Collection entries:
+ + +
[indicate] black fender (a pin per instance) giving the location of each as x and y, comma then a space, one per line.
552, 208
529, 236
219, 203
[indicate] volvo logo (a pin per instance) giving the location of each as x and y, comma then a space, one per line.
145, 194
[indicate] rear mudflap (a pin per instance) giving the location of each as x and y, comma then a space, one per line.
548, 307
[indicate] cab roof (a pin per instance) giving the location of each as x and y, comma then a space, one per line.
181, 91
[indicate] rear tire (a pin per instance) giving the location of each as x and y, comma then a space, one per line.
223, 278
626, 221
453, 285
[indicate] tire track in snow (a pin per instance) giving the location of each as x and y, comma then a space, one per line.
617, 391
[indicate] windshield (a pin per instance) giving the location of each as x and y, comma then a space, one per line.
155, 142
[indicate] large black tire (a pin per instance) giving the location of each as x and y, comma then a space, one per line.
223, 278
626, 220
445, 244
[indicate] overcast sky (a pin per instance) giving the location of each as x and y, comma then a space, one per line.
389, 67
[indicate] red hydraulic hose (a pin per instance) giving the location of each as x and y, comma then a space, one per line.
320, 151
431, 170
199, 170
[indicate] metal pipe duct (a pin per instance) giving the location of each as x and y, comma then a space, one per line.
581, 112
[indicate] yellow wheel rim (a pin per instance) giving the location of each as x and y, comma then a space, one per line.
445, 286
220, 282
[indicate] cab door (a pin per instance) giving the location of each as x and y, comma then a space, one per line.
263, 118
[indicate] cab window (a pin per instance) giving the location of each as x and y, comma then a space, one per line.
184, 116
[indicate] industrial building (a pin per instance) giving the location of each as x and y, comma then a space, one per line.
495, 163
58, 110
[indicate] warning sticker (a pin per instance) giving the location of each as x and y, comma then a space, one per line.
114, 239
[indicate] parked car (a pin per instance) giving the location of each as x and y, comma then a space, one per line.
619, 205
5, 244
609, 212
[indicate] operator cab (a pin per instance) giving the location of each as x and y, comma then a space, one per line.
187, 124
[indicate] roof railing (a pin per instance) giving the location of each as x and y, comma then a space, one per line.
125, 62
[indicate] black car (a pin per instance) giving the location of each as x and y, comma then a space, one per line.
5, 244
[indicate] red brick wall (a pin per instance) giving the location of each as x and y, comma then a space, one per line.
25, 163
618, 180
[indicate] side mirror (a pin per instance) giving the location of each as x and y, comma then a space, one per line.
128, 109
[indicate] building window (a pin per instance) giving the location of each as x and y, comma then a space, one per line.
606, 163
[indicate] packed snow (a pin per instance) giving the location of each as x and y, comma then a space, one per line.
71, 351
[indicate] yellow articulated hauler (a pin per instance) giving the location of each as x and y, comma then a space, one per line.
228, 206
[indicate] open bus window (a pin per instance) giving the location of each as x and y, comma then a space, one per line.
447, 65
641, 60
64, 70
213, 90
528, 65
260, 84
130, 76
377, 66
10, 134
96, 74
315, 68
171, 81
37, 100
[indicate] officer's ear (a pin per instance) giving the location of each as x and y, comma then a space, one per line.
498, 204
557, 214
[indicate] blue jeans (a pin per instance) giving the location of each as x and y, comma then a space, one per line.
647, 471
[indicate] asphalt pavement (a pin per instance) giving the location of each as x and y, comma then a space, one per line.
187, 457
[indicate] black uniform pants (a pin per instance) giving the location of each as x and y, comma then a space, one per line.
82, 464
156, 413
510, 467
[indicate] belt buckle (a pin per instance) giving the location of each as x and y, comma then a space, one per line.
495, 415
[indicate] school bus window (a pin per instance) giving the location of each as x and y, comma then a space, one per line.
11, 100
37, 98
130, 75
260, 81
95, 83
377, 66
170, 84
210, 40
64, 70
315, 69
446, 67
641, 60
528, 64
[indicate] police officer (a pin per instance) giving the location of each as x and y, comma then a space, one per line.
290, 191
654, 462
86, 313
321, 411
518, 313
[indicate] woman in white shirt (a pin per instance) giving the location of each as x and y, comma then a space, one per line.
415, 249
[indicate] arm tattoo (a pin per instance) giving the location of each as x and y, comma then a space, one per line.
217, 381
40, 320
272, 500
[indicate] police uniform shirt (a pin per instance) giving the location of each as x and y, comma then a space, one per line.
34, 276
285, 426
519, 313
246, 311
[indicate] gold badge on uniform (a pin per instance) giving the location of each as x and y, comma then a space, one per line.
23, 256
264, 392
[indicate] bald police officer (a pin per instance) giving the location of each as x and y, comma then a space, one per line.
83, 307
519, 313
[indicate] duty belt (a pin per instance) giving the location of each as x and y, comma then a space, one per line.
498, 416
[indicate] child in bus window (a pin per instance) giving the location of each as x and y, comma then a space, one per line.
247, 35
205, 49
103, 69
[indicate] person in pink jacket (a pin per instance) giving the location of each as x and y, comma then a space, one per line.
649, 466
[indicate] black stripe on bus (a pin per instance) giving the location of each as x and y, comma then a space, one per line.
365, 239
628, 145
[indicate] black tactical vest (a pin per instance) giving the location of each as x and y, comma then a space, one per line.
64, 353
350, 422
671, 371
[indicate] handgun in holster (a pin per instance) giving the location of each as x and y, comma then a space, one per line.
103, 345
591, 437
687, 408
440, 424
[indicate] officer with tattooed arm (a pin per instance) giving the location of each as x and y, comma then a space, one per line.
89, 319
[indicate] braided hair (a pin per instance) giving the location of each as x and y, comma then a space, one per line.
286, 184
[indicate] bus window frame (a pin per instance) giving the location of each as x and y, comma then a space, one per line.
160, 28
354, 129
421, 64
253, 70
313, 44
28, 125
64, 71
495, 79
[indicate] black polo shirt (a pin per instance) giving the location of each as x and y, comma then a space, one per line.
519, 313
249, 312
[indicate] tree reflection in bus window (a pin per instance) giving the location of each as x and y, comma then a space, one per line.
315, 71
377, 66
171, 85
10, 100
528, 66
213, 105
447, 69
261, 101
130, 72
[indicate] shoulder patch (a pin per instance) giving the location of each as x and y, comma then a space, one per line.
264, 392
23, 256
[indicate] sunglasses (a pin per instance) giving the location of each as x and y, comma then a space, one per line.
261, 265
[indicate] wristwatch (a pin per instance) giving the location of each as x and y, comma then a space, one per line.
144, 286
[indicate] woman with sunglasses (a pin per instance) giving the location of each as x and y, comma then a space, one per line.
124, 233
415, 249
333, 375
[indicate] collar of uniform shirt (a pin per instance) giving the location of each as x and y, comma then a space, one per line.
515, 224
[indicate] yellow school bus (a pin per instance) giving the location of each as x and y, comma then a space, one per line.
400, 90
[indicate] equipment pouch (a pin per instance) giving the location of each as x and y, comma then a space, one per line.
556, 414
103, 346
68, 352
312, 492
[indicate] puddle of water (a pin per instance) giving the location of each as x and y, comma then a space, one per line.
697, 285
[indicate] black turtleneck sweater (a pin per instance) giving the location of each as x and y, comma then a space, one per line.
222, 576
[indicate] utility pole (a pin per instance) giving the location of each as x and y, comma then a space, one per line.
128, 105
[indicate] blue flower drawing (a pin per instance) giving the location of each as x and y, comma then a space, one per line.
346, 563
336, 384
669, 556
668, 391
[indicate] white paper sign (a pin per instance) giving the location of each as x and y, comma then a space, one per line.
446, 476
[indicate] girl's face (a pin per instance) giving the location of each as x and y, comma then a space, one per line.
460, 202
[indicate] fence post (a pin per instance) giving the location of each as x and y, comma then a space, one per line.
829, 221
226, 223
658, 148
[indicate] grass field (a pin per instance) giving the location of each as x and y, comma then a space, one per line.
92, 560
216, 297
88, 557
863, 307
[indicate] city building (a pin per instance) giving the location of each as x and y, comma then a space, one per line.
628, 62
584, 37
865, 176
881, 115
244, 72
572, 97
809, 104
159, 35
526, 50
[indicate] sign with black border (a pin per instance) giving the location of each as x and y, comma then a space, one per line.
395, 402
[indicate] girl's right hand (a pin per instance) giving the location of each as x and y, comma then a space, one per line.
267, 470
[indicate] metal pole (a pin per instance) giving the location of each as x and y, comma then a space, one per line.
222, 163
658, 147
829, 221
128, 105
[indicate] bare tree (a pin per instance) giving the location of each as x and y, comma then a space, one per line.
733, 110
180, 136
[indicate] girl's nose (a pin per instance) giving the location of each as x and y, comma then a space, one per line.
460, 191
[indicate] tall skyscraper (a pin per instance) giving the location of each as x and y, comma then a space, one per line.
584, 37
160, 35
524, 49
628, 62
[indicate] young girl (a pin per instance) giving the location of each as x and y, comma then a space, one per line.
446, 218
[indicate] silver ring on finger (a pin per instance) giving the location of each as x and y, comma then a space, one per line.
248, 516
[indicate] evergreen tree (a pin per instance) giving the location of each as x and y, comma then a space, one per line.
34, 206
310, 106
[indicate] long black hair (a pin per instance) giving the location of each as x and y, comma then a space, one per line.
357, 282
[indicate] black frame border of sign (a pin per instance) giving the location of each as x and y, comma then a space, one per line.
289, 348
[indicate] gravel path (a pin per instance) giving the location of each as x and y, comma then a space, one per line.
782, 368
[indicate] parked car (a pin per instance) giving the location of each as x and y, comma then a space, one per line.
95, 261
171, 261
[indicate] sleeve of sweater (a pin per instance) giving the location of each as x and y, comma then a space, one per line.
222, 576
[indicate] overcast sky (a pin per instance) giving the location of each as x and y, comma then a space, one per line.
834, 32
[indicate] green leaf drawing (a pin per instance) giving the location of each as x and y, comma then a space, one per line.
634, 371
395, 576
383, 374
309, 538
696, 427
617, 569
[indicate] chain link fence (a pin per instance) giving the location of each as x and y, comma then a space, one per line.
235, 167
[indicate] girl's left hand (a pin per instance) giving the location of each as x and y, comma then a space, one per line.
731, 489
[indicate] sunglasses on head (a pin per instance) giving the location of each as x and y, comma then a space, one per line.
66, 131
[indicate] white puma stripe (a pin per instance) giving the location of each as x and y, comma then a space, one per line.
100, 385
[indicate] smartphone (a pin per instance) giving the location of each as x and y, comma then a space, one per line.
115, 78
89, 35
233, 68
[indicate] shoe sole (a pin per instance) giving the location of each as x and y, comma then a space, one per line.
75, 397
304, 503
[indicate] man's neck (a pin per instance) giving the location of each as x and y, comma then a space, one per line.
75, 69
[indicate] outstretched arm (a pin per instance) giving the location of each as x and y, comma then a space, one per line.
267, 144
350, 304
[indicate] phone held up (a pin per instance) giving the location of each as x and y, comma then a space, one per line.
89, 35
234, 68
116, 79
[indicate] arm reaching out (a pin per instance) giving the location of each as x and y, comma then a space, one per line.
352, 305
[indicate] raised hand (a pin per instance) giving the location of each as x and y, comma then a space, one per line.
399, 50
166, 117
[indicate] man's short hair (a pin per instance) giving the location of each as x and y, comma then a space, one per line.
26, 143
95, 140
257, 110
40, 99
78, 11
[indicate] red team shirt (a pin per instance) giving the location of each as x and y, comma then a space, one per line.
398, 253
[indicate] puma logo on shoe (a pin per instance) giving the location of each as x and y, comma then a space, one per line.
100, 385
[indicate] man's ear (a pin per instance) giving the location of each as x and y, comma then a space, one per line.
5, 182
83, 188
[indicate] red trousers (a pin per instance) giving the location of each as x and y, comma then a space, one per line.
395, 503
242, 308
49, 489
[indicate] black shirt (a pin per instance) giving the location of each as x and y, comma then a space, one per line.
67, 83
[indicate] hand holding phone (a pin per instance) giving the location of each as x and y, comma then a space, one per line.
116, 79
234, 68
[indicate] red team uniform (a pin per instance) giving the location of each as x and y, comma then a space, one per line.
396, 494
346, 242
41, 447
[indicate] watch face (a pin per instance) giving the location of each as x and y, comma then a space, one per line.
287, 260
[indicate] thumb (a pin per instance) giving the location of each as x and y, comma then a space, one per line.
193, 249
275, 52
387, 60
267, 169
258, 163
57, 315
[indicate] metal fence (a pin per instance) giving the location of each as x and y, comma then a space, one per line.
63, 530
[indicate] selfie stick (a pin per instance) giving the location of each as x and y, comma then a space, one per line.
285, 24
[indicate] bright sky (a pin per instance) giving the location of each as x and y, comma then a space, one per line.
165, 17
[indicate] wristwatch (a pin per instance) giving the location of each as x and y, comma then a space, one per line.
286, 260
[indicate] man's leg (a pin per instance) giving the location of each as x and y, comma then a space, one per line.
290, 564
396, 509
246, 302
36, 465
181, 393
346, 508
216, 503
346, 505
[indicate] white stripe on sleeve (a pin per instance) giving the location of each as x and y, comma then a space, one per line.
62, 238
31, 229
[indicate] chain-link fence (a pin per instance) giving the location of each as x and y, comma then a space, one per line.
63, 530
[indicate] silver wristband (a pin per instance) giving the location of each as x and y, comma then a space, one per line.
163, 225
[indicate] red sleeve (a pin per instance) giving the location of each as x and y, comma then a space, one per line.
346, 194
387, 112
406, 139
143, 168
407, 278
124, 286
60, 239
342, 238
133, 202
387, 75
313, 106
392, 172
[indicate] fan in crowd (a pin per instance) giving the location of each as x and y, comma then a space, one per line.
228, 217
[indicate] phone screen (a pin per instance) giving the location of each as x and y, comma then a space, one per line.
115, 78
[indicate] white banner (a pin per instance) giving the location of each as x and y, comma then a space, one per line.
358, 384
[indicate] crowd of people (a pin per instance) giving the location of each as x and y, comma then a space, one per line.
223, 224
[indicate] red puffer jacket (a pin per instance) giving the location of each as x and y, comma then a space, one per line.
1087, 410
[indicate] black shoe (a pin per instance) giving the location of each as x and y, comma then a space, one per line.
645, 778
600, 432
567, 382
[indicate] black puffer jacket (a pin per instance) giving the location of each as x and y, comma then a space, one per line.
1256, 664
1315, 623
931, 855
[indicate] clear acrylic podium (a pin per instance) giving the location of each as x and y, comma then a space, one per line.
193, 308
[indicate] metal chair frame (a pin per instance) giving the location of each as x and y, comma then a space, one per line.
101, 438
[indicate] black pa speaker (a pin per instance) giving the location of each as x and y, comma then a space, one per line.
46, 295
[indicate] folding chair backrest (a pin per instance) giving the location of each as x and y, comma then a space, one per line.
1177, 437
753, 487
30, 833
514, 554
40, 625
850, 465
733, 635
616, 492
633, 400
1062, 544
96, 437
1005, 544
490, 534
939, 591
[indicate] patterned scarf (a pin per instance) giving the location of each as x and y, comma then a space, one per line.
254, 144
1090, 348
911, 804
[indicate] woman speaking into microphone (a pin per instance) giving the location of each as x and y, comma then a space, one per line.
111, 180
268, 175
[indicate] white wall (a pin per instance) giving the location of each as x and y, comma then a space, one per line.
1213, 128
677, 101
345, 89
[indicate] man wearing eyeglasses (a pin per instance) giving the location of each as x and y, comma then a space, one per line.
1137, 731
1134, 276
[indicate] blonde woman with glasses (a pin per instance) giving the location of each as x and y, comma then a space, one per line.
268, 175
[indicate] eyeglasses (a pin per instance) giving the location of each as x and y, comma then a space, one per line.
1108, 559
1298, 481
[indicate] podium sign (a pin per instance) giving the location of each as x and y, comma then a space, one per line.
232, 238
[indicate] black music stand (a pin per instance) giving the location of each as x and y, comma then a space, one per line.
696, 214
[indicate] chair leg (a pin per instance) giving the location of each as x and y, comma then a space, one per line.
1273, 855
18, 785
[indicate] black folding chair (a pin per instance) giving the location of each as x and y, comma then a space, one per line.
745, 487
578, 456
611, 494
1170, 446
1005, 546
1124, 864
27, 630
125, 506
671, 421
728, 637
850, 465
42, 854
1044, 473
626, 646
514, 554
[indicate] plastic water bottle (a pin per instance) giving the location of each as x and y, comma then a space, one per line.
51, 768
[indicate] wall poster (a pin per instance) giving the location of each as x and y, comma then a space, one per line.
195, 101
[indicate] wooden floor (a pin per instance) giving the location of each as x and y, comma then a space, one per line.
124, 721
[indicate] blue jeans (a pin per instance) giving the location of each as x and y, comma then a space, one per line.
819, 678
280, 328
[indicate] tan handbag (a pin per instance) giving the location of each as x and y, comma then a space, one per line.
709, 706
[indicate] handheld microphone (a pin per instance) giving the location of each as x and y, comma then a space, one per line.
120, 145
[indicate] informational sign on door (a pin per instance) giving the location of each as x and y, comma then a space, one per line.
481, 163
+ + +
Instructions for the task
Produce an exact repeat of the lines from the one containing "[indicate] podium sign" through the last line of the data, and nothing more.

Correct result
[indicate] podium sign (a pin per instance) giving the location of each as x and y, comma then a space, one per line.
232, 238
[indicate] black music stand (a pin per instance) giving the location of each as x and y, comma then a space, one per line.
696, 214
[indicate] chair leg (a pin per instance) giving the location of each as x and y, comma then a space, one per line.
1273, 855
18, 785
[indicate] black folding chair (a pin per instance) giving the location of each as x and y, comma then a space, one per line.
745, 487
578, 456
611, 494
1170, 446
1005, 546
1124, 864
27, 630
125, 506
671, 421
728, 637
850, 465
42, 854
1044, 473
626, 646
514, 554
[indicate] plastic water bottle (a pin per instance) giving the location of each as x and y, comma then a space, one per line.
51, 768
[indicate] wall poster (a pin per instance) giving the location of each as x and y, comma then a space, one per line.
195, 101
[indicate] wooden floor (a pin per instance) giving the location of each as x and y, comma then a space, one per line.
124, 721
[indicate] blue jeans (a pin per instance) giving the location of each as x and y, comma then a space, one per line.
819, 678
280, 328
[indicate] tan handbag (a pin per instance) giving the location of each as x and y, comma then a space, one per line.
709, 706
[indicate] handheld microphone (a pin per instance) giving the location of each as x and y, comma then a space, one per line.
120, 145
[indicate] informational sign on door (a pin per instance) giving the location of each as x and y, comma then a space, one per line.
481, 163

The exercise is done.